▸ **Exercise A**
Answer these from the HA troubleshooting article:
(i) Which product and version does the article list under its environment heading?
(ii) What command stops casa on all the nodes?
(iii) In which line of the casa.db.script file is ha_transition_state found?
▸ **Exercise B**
From the HA troubleshooting article, pull out word for word the part from "Environment" to "working as expected.".

--- Excerpted passage ---

The purpose of the KB is to help troubleshoot the HA to fix cluster stability.
Symptoms:
The High Availability in Aria Operations is stuck in the "Failed to Deactivate", "Activating" or "Failed to disable" state in the Admin UI which restricts any configuration change in the cluster like Certificate Renewal.
The Activate/Deactivate HA button is greyed out.
The cluster can still be in an Online state but it will not perform precisely.
Environment
VMware Aria Operations 8.x
Cause
It can happen if the services fail to either Activate or Deactivate the HA.
Stop casa on all the nodes by running the command: service vmware-casa stop
Open casa.db.script in text edit by using the command: vi /data/db/casa/webapp/hsqldb/casa.db.script
Identify the ha_transition_state in the last line of the file
Change the value from "FAILED_TO_DEACTIVATE' or 'ENABLING' to "NONE" on all the nodes. (Please note the above screenshot has been taken from Aria Operations version 8.12. The value will be "FAILED_TO_DISABLE" in earlier versions.)
Save and close the file.
Start casa on all the nodes by running the command: service vmware-casa start
Bring the cluster online from the admin UI.
Delete the snapshots on all nodes once verified that everything is working as expected.

--- Data extracts ---

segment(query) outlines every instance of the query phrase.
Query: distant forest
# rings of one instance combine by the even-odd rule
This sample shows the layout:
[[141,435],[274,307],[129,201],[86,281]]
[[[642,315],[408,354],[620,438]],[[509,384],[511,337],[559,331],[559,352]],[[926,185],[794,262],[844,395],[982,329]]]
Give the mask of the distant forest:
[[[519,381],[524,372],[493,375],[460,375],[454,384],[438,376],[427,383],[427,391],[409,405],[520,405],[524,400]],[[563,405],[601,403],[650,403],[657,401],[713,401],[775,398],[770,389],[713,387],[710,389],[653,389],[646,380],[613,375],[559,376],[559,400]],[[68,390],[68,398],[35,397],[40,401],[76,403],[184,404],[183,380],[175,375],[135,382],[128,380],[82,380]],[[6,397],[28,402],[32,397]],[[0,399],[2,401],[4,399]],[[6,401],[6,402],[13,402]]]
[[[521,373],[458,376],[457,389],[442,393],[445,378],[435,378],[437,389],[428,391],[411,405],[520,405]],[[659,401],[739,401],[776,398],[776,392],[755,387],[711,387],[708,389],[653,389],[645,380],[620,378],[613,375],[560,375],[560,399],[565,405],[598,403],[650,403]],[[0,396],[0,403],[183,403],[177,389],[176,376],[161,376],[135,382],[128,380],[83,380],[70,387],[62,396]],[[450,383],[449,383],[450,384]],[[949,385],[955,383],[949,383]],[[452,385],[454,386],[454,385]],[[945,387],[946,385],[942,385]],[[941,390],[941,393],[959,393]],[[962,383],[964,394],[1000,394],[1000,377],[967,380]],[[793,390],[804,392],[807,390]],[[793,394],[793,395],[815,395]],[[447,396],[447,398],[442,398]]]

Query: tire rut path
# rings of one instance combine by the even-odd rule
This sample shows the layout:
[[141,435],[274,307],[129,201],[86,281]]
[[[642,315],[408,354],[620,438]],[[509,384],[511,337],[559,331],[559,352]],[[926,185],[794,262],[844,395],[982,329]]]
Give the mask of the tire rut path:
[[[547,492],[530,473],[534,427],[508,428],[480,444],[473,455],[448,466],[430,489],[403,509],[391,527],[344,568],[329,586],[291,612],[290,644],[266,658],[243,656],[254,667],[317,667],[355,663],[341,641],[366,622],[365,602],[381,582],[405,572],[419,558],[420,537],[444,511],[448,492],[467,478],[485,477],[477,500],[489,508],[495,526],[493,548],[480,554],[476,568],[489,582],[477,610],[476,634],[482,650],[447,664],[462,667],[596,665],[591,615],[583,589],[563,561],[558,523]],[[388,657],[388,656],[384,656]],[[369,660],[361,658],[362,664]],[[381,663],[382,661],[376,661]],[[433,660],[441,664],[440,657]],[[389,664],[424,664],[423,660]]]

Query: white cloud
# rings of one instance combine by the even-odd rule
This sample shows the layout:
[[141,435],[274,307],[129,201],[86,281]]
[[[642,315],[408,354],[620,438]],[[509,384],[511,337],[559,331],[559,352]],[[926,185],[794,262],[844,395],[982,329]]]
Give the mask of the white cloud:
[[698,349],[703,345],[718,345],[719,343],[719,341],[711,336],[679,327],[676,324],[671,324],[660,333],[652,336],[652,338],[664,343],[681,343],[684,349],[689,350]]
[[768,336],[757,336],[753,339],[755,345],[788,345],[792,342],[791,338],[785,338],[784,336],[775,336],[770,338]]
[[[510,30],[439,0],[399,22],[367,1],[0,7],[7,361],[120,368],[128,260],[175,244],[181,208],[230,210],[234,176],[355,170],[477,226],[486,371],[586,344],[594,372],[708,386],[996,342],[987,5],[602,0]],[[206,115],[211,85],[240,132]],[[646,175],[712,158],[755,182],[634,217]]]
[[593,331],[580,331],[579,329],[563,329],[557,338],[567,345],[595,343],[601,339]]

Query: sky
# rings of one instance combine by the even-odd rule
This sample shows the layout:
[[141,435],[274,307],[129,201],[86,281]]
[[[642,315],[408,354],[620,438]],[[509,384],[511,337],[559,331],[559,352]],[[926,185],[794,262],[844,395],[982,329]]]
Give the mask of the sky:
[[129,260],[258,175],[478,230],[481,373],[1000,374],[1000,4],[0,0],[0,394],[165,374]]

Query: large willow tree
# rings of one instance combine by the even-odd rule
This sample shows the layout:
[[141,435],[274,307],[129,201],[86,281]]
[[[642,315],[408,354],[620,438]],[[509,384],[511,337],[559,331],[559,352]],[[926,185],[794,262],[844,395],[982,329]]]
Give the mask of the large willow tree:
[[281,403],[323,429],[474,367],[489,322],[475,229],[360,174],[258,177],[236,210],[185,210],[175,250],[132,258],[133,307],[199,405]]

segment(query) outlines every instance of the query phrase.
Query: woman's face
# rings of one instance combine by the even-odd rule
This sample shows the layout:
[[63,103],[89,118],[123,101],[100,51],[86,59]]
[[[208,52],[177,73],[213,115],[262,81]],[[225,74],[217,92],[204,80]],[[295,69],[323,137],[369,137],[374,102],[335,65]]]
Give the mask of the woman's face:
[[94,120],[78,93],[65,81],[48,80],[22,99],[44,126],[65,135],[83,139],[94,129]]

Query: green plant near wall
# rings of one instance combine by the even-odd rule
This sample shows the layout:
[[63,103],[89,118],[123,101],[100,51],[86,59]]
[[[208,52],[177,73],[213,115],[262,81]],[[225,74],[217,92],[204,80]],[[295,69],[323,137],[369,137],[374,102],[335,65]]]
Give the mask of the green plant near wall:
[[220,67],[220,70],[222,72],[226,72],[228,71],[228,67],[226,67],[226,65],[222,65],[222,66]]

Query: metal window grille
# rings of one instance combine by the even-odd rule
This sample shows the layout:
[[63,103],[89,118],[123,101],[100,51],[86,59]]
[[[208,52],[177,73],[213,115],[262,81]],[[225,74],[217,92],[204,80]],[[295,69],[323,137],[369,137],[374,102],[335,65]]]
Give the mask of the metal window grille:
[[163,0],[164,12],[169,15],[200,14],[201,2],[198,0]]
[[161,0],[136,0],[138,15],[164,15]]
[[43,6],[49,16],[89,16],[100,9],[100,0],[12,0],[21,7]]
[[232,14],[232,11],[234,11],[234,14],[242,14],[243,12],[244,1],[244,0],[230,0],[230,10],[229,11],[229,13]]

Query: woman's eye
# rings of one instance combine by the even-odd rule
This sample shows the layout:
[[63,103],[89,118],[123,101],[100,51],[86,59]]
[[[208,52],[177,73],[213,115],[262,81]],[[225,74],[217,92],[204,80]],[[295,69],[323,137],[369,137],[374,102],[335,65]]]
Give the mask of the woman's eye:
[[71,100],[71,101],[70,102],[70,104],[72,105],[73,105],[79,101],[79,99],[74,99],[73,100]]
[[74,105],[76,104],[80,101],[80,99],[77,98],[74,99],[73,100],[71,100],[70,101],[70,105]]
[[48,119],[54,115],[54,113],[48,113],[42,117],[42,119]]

---

▸ **Answer section A**
(i) VMware Aria Operations 8.x
(ii) service vmware-casa stop
(iii) The last line of the file

▸ **Answer section B**
Environment
VMware Aria Operations 8.x
Cause
It can happen if the services fail to either Activate or Deactivate the HA.
Stop casa on all the nodes by running the command: service vmware-casa stop
Open casa.db.script in text edit by using the command: vi /data/db/casa/webapp/hsqldb/casa.db.script
Identify the ha_transition_state in the last line of the file
Change the value from "FAILED_TO_DEACTIVATE' or 'ENABLING' to "NONE" on all the nodes. (Please note the above screenshot has been taken from Aria Operations version 8.12. The value will be "FAILED_TO_DISABLE" in earlier versions.)
Save and close the file.
Start casa on all the nodes by running the command: service vmware-casa start
Bring the cluster online from the admin UI.
Delete the snapshots on all nodes once verified that everything is working as expected.